An inexpensive material can be applied as a membrane over open studs to form "see-through" cavities, within which any blown-in insulation can be applied under moderate pressure. In Ark-Seal's "Blown-in-Blanket (BIBS)" system, fiberglass mixed with some water and adhesive is blown through slits cut in a tightly stretched nylon netting. In Par-Pac's "Dry-Pac Wall System," dry cellulose is blown at 3 pcf density into a cavity closed by a reinforced polyethylene vapor retarder (Fig. 3).

The material is installed from the bottom up to minimize voids and settlement. All such installations will cause the membrane to bulge out; make sure this bellying does not interfere with drywall installation. Various types of polyurethane-and polyisocyanurate-based insulations, such as Icynene, can also be spray-applied into stud cavities. A thin layer of such material can form an air-barrier skin, over which cheaper material can be placed.

> **JOBS**:
1. Using the passage on blown-in wall insulation, explain why the material is installed from the bottom up.
2. Answer these questions from the passage on blown-in wall insulation.
(a) In Ark-Seal's "Blown-in-Blanket (BIBS)" system, what is blown through slits cut in the nylon netting?
(b) At what density is dry cellulose blown in Par-Pac's "Dry-Pac Wall System"?
(c) What can a thin layer of spray-applied polyurethane- or polyisocyanurate-based insulation form?

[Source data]

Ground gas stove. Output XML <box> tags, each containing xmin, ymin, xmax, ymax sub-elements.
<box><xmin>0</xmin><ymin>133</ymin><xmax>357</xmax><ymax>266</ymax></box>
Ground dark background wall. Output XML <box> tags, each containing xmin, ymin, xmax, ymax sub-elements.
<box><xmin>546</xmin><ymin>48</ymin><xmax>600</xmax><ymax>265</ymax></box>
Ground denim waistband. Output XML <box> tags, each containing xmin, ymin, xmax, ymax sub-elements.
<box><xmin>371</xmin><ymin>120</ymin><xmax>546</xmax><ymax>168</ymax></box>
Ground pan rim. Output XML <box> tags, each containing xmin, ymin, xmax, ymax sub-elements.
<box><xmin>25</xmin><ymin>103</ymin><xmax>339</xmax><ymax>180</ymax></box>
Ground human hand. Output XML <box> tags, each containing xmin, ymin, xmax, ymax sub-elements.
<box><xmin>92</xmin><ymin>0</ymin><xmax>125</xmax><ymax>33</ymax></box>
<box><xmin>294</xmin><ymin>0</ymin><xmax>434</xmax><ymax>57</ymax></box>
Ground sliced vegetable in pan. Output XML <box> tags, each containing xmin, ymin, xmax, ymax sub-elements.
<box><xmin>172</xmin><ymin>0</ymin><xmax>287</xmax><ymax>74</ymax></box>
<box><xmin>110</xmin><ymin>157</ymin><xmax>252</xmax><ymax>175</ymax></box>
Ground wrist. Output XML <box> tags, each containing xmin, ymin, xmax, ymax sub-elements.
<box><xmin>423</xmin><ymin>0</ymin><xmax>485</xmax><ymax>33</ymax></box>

> **CORRECT ANSWERS**:
1. Installing from the bottom up minimizes voids and settlement in the insulation.

2.
(a) Fiberglass mixed with some water and adhesive.
(b) 3 pcf.
(c) An air-barrier skin, over which cheaper material can be placed.